- [Exercise requirements]:
1. In the article on stamp duty, which governments does the ACCC say should abolish stamp duties on home, contents and strata insurance products?
2. Reproduce the article on stamp duty word for word, from "While the main" to "in North Queensland.".

ACCC right to call for Qld Gov’t to cut stamp duty on home insurance – $200 in stamp duty on each NQ home insurance policy on average

The ACCC’s Final Report on its Northern Australia Insurance Inquiry has been released at last and, among other things, it rightly reiterates a recommendation made in previous reports to (on p. xxiii):

Abolish stamp duty on home, contents and strata insurance products

The governments of Western Australia, the Northern Territory and Queensland should abolish stamp duties on home, contents and strata insurance products. State and territory revenue needs could be more equitably met through other means.

While the main reason home insurance premiums are higher in Northern Australia is the risk of cyclones and flooding, having stamp duties on insurance products levied on the premium paid doesn’t help and adds substantially to the cost. Eyeballing Figure 3.37 on p. 56 of the Final Report, it appears stamp duty is adding around $200 to the average cost of home and contents insurance in North Queensland.

- [Material provided]:
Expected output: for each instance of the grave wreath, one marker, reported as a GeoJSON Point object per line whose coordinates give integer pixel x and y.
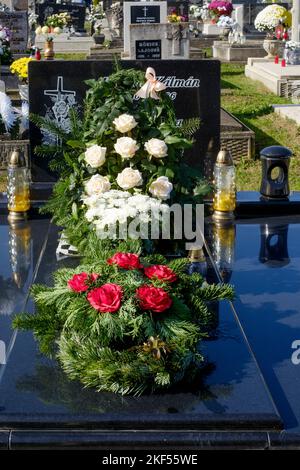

- [Exercise results]:
1. The governments of Western Australia, the Northern Territory and Queensland.

2.
While the main reason home insurance premiums are higher in Northern Australia is the risk of cyclones and flooding, having stamp duties on insurance products levied on the premium paid doesn’t help and adds substantially to the cost. Eyeballing Figure 3.37 on p. 56 of the Final Report, it appears stamp duty is adding around $200 to the average cost of home and contents insurance in North Queensland.